Exercise aim:
Can you copy out the entries below word for word, starting at the line containing "Target: silhouetted tree" and ending at the line containing "(1133, 684)", both of those lines included?

Records supplied:
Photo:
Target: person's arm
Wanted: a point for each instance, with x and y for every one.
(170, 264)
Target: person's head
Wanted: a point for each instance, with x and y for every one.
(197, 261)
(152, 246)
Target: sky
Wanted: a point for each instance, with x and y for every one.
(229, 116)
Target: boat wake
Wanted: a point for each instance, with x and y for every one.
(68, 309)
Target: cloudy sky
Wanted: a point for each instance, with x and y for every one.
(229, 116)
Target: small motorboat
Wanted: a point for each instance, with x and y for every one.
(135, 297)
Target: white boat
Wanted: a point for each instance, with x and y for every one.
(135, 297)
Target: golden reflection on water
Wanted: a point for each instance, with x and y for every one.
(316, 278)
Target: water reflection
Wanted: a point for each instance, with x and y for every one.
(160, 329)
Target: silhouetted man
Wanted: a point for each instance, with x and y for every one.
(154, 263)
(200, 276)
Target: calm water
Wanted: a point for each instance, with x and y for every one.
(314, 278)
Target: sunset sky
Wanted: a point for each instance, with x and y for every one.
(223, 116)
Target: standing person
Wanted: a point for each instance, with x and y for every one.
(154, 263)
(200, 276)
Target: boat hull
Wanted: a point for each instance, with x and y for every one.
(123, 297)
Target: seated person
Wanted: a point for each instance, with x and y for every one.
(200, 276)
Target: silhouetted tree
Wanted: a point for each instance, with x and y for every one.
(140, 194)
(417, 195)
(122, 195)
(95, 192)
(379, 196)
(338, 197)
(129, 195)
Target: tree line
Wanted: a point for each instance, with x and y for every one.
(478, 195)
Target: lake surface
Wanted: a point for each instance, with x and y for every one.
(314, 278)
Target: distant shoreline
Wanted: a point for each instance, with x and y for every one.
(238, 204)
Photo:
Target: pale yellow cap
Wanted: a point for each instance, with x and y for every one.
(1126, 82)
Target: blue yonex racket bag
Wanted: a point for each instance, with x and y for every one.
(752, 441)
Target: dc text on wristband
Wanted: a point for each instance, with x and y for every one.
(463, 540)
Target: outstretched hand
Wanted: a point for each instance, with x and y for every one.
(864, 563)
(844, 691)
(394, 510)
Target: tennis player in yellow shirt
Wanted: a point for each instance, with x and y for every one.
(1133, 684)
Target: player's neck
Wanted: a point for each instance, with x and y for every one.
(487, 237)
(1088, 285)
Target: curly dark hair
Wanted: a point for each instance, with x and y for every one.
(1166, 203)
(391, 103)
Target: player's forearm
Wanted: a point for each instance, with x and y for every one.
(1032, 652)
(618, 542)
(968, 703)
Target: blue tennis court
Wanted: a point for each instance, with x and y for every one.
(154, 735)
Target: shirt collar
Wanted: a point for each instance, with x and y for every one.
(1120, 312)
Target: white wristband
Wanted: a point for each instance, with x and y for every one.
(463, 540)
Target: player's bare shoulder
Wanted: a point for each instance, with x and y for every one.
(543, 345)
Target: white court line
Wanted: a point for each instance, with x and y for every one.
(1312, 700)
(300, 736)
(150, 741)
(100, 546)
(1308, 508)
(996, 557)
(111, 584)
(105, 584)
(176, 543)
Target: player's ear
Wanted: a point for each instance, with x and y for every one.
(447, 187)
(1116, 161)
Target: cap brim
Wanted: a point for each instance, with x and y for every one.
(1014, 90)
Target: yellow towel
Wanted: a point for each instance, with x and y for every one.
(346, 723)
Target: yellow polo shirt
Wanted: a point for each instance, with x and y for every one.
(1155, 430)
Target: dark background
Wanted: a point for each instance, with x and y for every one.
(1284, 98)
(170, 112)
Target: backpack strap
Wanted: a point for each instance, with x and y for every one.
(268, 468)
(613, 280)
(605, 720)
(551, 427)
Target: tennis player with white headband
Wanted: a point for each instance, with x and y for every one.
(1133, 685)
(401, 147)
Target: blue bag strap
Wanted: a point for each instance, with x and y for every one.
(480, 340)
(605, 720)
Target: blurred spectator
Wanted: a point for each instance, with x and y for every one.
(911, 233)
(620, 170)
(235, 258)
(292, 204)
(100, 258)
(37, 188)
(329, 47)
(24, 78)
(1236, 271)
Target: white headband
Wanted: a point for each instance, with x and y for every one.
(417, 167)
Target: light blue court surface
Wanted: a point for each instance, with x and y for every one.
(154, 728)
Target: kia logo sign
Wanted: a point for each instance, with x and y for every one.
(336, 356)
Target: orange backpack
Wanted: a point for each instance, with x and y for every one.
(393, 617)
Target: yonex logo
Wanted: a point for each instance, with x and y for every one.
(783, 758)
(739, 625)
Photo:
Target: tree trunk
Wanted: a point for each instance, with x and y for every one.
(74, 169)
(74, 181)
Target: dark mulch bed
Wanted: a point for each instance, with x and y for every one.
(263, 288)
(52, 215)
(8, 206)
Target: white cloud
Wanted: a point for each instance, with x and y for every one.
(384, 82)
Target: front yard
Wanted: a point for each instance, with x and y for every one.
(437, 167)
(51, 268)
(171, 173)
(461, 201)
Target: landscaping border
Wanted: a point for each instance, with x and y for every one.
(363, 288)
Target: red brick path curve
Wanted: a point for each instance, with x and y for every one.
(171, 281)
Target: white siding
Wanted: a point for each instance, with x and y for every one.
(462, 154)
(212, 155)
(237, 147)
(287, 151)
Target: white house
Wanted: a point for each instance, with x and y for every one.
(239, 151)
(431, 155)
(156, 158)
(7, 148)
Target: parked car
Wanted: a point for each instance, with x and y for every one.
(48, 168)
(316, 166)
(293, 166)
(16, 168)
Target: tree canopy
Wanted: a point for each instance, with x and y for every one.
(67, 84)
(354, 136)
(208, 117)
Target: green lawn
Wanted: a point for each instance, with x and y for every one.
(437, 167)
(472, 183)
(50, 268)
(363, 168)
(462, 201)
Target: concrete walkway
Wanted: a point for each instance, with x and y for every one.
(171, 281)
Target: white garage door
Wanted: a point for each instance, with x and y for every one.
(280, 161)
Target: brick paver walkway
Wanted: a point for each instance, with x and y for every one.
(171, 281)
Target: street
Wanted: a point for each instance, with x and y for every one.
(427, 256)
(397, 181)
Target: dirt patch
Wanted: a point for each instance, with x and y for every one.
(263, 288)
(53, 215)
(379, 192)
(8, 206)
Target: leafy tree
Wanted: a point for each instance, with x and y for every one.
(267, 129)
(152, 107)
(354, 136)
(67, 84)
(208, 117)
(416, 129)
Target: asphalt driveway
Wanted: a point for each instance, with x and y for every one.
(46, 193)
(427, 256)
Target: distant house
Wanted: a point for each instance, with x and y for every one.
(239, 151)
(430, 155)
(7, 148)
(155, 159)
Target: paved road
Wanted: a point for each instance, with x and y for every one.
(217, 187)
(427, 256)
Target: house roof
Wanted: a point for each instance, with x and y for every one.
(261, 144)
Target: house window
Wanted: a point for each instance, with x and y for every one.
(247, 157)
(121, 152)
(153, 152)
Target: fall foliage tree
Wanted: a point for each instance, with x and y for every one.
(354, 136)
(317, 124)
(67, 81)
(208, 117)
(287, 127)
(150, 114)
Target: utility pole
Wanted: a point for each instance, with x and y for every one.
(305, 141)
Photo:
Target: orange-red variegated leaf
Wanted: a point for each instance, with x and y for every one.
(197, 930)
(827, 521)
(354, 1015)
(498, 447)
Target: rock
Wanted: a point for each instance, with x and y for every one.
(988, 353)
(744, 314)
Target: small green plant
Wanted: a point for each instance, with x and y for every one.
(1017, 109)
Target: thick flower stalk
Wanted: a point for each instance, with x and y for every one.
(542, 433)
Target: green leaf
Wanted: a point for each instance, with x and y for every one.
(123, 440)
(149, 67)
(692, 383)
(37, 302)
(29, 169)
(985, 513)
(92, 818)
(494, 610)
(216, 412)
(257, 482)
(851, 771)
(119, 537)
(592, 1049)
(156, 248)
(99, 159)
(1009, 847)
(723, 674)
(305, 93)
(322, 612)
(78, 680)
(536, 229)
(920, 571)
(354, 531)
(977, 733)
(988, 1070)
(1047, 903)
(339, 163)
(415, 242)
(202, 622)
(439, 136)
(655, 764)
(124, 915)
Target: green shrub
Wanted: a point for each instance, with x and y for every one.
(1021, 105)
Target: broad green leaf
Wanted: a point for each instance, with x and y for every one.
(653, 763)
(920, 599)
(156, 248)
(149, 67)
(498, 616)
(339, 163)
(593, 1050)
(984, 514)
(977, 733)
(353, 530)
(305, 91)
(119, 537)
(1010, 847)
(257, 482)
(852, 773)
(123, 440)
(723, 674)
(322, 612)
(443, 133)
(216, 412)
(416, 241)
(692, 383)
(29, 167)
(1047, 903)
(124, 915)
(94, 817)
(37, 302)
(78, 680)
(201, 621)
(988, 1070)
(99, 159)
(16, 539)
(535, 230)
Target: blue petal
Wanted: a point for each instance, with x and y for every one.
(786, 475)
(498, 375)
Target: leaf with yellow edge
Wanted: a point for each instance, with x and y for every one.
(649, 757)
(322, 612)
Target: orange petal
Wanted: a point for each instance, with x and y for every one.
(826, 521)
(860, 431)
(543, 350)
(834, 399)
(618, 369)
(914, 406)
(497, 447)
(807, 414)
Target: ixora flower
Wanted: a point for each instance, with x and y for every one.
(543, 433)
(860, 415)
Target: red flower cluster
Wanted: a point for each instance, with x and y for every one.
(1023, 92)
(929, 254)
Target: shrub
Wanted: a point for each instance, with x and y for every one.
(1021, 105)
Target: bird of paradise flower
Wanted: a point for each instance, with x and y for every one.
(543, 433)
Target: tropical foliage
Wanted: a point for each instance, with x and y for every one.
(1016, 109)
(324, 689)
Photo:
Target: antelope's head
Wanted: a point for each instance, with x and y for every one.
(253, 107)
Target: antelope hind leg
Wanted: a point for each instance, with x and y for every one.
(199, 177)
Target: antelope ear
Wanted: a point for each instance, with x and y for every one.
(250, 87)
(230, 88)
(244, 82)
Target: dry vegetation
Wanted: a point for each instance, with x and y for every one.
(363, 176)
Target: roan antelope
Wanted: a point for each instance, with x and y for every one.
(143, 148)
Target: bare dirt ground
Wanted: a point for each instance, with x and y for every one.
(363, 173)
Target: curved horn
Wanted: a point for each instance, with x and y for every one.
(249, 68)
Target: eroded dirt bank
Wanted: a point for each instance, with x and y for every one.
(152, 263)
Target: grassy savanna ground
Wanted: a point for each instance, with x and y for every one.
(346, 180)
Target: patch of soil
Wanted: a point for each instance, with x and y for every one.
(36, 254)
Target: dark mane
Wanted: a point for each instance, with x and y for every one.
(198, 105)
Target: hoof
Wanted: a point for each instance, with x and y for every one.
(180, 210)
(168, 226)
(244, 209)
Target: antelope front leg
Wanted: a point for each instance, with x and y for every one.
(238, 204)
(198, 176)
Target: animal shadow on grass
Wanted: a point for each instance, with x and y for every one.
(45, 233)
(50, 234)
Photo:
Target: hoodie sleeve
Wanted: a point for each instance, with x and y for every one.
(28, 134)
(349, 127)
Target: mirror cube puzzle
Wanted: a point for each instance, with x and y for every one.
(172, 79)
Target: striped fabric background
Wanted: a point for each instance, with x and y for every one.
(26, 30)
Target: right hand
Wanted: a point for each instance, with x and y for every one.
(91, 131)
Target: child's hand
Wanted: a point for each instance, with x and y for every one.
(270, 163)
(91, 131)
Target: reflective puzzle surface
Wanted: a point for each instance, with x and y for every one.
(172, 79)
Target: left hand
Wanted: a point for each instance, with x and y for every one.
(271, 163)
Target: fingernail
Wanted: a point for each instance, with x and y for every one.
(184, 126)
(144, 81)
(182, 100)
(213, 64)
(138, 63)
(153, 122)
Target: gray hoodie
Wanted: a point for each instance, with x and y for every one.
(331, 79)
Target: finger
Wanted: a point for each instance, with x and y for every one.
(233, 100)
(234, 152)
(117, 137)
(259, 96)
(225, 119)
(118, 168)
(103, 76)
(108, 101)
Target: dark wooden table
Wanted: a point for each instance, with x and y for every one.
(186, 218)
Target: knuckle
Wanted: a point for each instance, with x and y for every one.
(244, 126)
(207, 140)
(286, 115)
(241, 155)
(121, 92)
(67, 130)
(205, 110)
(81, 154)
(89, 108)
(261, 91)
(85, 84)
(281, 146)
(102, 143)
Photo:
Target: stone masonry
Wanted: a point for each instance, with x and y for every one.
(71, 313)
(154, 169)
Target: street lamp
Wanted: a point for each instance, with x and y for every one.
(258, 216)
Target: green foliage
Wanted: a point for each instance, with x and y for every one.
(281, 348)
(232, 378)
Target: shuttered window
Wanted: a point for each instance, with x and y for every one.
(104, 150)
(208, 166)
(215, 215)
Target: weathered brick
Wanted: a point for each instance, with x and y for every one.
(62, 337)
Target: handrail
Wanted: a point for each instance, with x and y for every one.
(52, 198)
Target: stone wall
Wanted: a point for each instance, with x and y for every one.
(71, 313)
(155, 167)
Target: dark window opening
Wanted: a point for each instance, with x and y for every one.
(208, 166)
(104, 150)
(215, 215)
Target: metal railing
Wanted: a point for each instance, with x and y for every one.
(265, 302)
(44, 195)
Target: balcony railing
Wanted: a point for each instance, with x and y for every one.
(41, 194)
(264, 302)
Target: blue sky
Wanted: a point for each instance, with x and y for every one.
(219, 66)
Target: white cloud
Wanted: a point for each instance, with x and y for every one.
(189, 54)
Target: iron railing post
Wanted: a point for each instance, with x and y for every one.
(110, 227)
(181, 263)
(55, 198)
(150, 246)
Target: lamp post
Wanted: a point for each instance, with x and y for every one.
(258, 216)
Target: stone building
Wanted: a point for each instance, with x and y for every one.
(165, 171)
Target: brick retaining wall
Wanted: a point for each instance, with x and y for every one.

Response to the exercise:
Target: silhouetted tree
Wanted: a point for each instance, with x and y for every one.
(140, 194)
(417, 195)
(122, 195)
(95, 192)
(379, 196)
(338, 197)
(129, 195)
Target: tree line
Wanted: a point for each instance, with x and y for every one.
(478, 195)
Target: lake surface
Wanted: a point for each instance, with x and y for every one.
(314, 278)
Target: distant shoreline
Wanted: a point for each instance, with x and y for every one.
(238, 204)
Photo:
Target: pale yellow cap
Wanted: a point for each instance, with x and y for every one.
(1126, 82)
Target: blue yonex racket bag
Wanted: a point for each instance, with x and y for every one.
(752, 441)
Target: dc text on wristband
Wanted: a point for each instance, with x and y for every one.
(463, 540)
Target: outstretched hand
Wanted: a point for each instance, with x and y for every one.
(864, 563)
(844, 691)
(394, 510)
Target: tennis player in yellow shirt
Wanted: a point for each instance, with x and y for every one.
(1133, 684)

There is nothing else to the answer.